**TASK BRIEF**
Can you return each line of the data below that contains the word "foliage", treating uppercase and lowercase as different?
== DATASET RECORDS ==
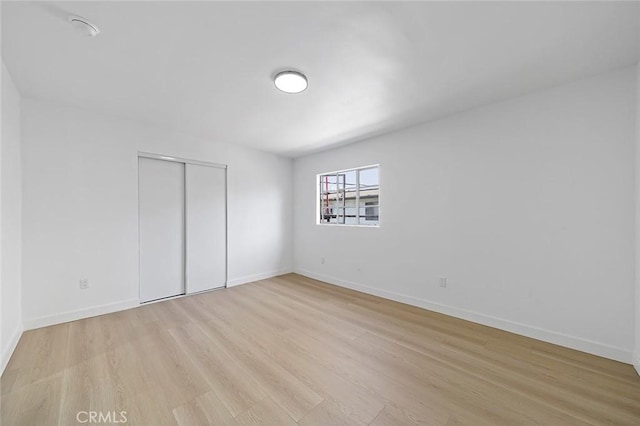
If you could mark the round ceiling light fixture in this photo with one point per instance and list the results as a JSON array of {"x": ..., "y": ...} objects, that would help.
[
  {"x": 84, "y": 25},
  {"x": 291, "y": 81}
]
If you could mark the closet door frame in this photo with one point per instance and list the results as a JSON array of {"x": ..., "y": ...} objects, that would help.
[{"x": 185, "y": 161}]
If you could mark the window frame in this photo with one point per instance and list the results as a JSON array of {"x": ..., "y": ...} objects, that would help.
[{"x": 357, "y": 207}]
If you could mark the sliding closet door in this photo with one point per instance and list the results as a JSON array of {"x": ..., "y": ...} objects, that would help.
[
  {"x": 161, "y": 216},
  {"x": 206, "y": 228}
]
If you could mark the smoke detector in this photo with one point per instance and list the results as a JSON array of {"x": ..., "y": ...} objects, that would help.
[{"x": 84, "y": 25}]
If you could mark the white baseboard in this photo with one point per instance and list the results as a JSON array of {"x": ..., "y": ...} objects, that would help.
[
  {"x": 257, "y": 277},
  {"x": 584, "y": 345},
  {"x": 30, "y": 324},
  {"x": 8, "y": 351}
]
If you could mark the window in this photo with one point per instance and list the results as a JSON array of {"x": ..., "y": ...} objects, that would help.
[{"x": 350, "y": 197}]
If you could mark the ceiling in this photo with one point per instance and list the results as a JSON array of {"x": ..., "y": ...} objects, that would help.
[{"x": 205, "y": 68}]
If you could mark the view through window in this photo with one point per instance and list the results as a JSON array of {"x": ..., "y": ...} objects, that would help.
[{"x": 350, "y": 197}]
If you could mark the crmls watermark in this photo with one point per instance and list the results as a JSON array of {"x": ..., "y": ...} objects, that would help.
[{"x": 110, "y": 417}]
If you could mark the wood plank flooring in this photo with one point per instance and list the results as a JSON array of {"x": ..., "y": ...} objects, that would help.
[{"x": 292, "y": 350}]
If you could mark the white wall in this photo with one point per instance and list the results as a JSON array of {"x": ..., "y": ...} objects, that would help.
[
  {"x": 636, "y": 356},
  {"x": 10, "y": 221},
  {"x": 80, "y": 209},
  {"x": 526, "y": 206}
]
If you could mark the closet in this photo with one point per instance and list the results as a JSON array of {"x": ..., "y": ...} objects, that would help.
[{"x": 182, "y": 226}]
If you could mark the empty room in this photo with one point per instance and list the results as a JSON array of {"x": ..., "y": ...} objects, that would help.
[{"x": 320, "y": 213}]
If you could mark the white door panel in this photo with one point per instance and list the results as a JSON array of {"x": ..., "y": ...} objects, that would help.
[
  {"x": 161, "y": 228},
  {"x": 206, "y": 242}
]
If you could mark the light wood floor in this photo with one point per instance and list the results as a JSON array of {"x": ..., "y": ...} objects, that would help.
[{"x": 293, "y": 350}]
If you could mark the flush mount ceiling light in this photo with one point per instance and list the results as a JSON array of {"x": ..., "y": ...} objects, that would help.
[
  {"x": 84, "y": 25},
  {"x": 290, "y": 81}
]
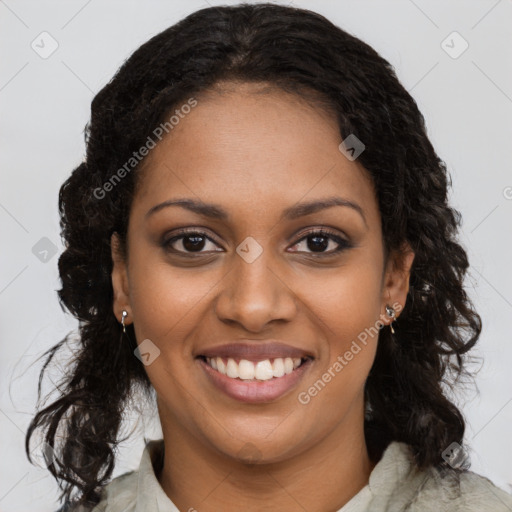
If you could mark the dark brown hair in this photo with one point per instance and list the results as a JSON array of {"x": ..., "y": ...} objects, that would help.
[{"x": 298, "y": 51}]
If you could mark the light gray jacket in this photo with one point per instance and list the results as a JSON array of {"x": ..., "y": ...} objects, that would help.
[{"x": 395, "y": 485}]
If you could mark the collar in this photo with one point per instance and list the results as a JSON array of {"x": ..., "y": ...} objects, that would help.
[{"x": 142, "y": 489}]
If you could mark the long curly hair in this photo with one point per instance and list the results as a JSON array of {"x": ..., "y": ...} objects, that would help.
[{"x": 300, "y": 52}]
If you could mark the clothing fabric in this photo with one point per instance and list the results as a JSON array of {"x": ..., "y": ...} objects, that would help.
[{"x": 395, "y": 485}]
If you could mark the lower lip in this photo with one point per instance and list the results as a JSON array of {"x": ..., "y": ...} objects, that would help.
[{"x": 255, "y": 391}]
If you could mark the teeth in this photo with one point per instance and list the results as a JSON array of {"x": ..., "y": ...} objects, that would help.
[{"x": 247, "y": 370}]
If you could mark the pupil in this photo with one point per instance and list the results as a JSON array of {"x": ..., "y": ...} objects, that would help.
[
  {"x": 315, "y": 245},
  {"x": 198, "y": 240}
]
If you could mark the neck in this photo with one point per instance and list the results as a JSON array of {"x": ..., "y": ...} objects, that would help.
[{"x": 324, "y": 477}]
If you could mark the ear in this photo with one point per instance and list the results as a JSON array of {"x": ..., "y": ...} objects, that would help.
[
  {"x": 396, "y": 281},
  {"x": 120, "y": 283}
]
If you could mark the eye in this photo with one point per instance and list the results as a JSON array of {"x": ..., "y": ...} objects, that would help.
[
  {"x": 193, "y": 241},
  {"x": 318, "y": 241},
  {"x": 189, "y": 242}
]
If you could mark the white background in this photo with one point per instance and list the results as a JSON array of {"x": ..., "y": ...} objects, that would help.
[{"x": 467, "y": 103}]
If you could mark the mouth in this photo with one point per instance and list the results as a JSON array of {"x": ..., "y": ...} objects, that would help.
[{"x": 253, "y": 381}]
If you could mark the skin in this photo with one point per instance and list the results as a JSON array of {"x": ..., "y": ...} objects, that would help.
[{"x": 257, "y": 152}]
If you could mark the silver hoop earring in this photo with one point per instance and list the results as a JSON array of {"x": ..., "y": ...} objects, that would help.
[
  {"x": 391, "y": 314},
  {"x": 123, "y": 316}
]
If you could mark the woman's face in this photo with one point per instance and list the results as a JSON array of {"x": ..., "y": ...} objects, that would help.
[{"x": 255, "y": 275}]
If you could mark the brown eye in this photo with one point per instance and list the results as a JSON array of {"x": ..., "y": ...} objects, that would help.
[
  {"x": 319, "y": 241},
  {"x": 190, "y": 242}
]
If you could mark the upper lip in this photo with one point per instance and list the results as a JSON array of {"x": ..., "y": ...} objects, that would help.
[{"x": 259, "y": 350}]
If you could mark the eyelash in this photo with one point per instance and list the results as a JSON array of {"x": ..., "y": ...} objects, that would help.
[{"x": 323, "y": 233}]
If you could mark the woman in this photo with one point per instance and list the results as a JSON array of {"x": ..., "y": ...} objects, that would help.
[{"x": 259, "y": 238}]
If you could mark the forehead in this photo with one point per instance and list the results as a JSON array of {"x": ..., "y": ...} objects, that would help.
[{"x": 256, "y": 147}]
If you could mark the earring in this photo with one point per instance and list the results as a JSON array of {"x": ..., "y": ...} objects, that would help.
[
  {"x": 123, "y": 316},
  {"x": 391, "y": 314}
]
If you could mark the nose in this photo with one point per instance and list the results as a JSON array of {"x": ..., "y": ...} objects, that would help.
[{"x": 255, "y": 294}]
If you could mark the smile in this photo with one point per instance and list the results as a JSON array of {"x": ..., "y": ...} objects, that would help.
[{"x": 255, "y": 381}]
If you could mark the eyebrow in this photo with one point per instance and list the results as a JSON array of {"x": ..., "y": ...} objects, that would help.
[{"x": 293, "y": 212}]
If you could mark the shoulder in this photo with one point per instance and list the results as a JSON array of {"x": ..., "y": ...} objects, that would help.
[
  {"x": 119, "y": 495},
  {"x": 436, "y": 489},
  {"x": 450, "y": 490}
]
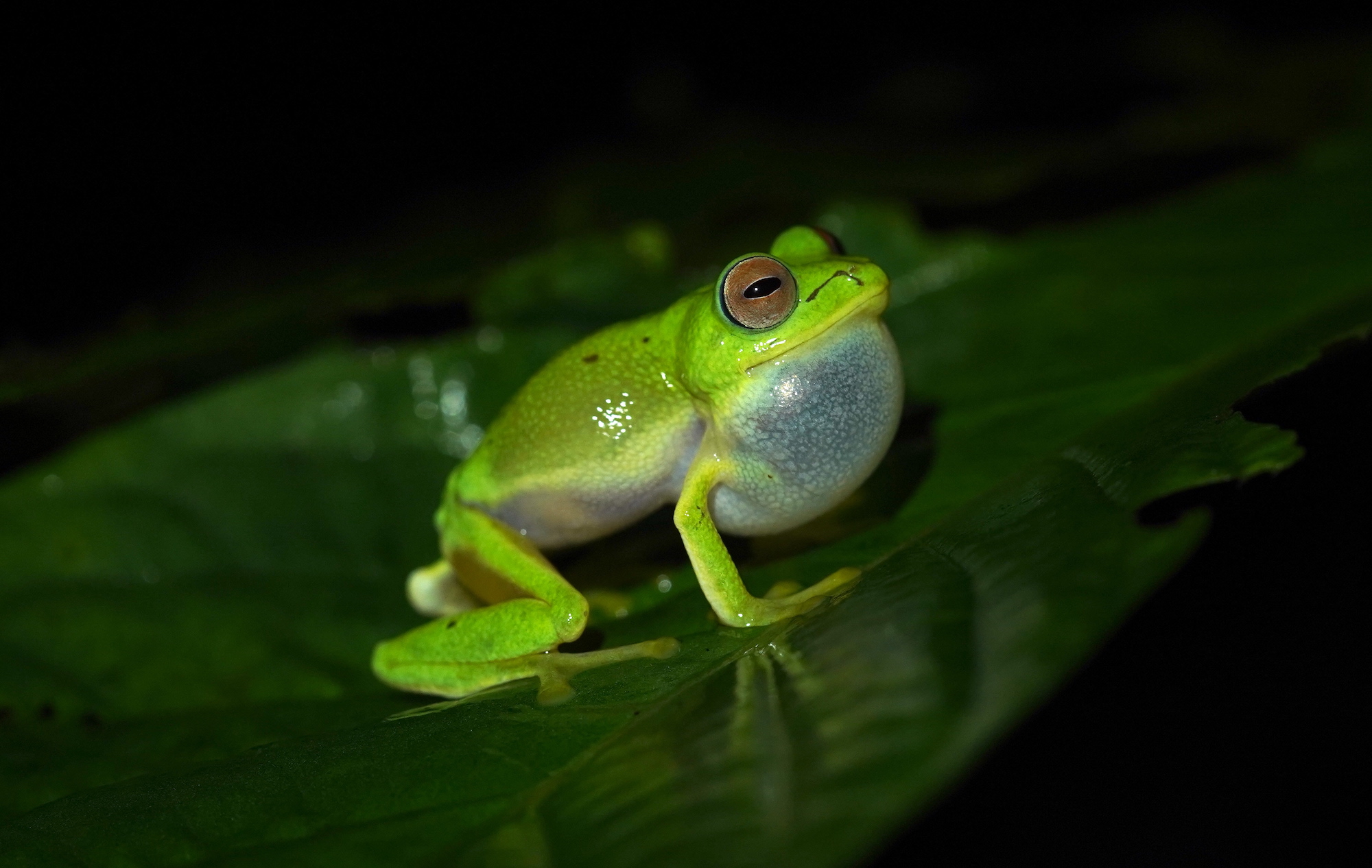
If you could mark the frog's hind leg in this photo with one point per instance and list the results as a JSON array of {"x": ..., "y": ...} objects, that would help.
[
  {"x": 462, "y": 655},
  {"x": 434, "y": 590}
]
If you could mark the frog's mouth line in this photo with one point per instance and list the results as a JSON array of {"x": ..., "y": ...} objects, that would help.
[{"x": 877, "y": 301}]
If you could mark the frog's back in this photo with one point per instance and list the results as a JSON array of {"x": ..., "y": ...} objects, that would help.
[{"x": 598, "y": 439}]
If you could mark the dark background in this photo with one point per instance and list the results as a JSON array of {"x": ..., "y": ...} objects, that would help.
[{"x": 164, "y": 168}]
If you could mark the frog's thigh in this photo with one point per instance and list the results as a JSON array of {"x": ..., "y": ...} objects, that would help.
[
  {"x": 496, "y": 564},
  {"x": 715, "y": 568}
]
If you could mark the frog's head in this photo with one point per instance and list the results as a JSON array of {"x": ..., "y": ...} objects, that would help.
[{"x": 768, "y": 305}]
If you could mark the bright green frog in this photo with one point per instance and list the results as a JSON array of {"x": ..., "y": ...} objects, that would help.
[{"x": 755, "y": 405}]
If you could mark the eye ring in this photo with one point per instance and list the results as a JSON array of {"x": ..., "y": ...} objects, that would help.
[{"x": 758, "y": 293}]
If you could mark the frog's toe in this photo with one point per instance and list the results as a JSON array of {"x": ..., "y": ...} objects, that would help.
[
  {"x": 787, "y": 603},
  {"x": 555, "y": 670}
]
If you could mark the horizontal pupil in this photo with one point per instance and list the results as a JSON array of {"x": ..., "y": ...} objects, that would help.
[{"x": 762, "y": 289}]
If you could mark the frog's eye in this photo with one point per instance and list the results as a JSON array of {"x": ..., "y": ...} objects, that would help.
[
  {"x": 758, "y": 293},
  {"x": 836, "y": 248}
]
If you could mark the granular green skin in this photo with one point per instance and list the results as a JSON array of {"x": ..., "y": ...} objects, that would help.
[{"x": 755, "y": 430}]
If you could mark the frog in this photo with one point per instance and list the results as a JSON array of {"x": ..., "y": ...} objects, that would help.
[{"x": 754, "y": 405}]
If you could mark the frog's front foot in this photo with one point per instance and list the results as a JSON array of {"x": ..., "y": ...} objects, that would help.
[{"x": 784, "y": 601}]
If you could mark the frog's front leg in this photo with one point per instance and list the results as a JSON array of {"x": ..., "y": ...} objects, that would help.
[
  {"x": 715, "y": 568},
  {"x": 529, "y": 611}
]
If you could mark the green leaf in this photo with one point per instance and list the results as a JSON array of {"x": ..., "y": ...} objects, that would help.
[{"x": 189, "y": 603}]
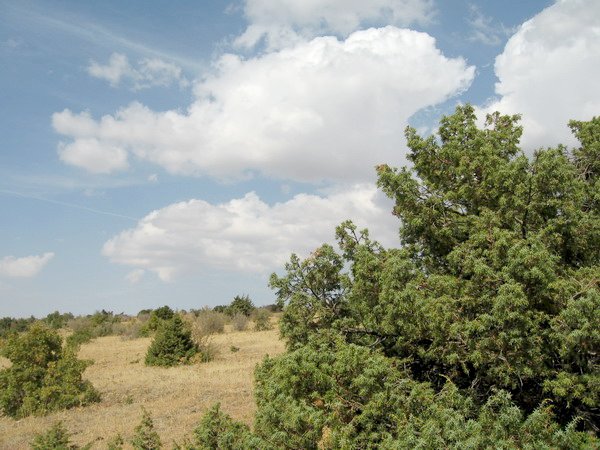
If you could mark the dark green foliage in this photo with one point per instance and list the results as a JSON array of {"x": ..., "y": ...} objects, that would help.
[
  {"x": 262, "y": 320},
  {"x": 10, "y": 325},
  {"x": 482, "y": 330},
  {"x": 241, "y": 304},
  {"x": 172, "y": 344},
  {"x": 217, "y": 430},
  {"x": 157, "y": 317},
  {"x": 338, "y": 395},
  {"x": 56, "y": 320},
  {"x": 145, "y": 436},
  {"x": 56, "y": 438},
  {"x": 43, "y": 377}
]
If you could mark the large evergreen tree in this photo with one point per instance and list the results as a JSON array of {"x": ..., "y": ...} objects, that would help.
[{"x": 481, "y": 330}]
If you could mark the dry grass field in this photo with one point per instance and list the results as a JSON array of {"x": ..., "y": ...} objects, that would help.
[{"x": 176, "y": 398}]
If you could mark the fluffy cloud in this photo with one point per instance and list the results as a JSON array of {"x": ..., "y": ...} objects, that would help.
[
  {"x": 135, "y": 276},
  {"x": 483, "y": 28},
  {"x": 321, "y": 110},
  {"x": 93, "y": 155},
  {"x": 246, "y": 234},
  {"x": 26, "y": 267},
  {"x": 548, "y": 72},
  {"x": 287, "y": 21},
  {"x": 149, "y": 73}
]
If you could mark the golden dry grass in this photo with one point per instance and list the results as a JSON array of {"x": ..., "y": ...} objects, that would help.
[{"x": 176, "y": 398}]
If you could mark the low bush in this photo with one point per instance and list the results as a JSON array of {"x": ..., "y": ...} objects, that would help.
[
  {"x": 239, "y": 322},
  {"x": 9, "y": 325},
  {"x": 56, "y": 437},
  {"x": 172, "y": 344},
  {"x": 43, "y": 377},
  {"x": 56, "y": 320},
  {"x": 241, "y": 304},
  {"x": 209, "y": 321},
  {"x": 146, "y": 437},
  {"x": 217, "y": 430}
]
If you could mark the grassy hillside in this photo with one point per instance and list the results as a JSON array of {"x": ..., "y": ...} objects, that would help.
[{"x": 175, "y": 397}]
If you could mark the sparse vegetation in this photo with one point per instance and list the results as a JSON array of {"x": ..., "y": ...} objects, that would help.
[
  {"x": 146, "y": 437},
  {"x": 55, "y": 438},
  {"x": 9, "y": 325},
  {"x": 262, "y": 319},
  {"x": 241, "y": 304},
  {"x": 172, "y": 344},
  {"x": 210, "y": 321},
  {"x": 43, "y": 376},
  {"x": 239, "y": 322},
  {"x": 101, "y": 323}
]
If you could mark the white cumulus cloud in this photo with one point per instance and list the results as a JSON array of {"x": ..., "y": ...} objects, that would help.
[
  {"x": 150, "y": 72},
  {"x": 246, "y": 234},
  {"x": 286, "y": 21},
  {"x": 93, "y": 155},
  {"x": 549, "y": 70},
  {"x": 25, "y": 267},
  {"x": 324, "y": 109}
]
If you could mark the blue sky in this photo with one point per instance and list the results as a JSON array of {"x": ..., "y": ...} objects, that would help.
[{"x": 177, "y": 152}]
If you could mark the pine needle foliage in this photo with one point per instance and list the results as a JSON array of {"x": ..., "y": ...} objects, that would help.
[
  {"x": 481, "y": 330},
  {"x": 43, "y": 376},
  {"x": 172, "y": 344},
  {"x": 145, "y": 436}
]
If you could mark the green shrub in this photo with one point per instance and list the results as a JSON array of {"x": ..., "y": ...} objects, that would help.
[
  {"x": 217, "y": 430},
  {"x": 157, "y": 317},
  {"x": 145, "y": 436},
  {"x": 56, "y": 438},
  {"x": 210, "y": 322},
  {"x": 262, "y": 320},
  {"x": 241, "y": 304},
  {"x": 239, "y": 322},
  {"x": 172, "y": 344},
  {"x": 43, "y": 377},
  {"x": 9, "y": 325},
  {"x": 479, "y": 331}
]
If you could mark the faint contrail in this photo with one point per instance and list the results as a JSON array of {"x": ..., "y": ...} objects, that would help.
[{"x": 70, "y": 205}]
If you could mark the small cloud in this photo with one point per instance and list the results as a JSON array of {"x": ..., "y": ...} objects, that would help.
[
  {"x": 484, "y": 30},
  {"x": 26, "y": 267},
  {"x": 246, "y": 235},
  {"x": 149, "y": 72},
  {"x": 93, "y": 156},
  {"x": 135, "y": 276}
]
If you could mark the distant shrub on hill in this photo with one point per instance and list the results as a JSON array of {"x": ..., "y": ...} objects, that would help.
[
  {"x": 172, "y": 344},
  {"x": 239, "y": 322},
  {"x": 262, "y": 319},
  {"x": 209, "y": 321},
  {"x": 241, "y": 304},
  {"x": 10, "y": 325},
  {"x": 43, "y": 377},
  {"x": 101, "y": 323},
  {"x": 56, "y": 320}
]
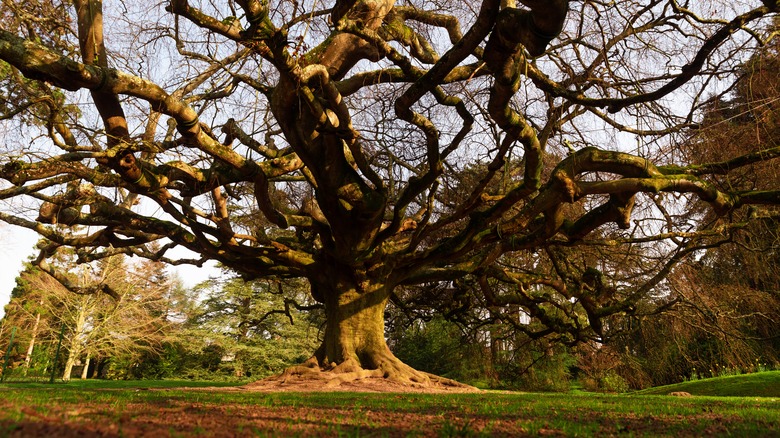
===
**FULL SOLUTION**
If you could mark the dark green foliage in this photo with one point per instance and list the results as a JSON array of {"x": ..., "y": ...} objects, that would help.
If you could mark the pine needle foliage in this photo with one point per instance and list the results as a JSON array of {"x": ..., "y": ...} objects, that would help.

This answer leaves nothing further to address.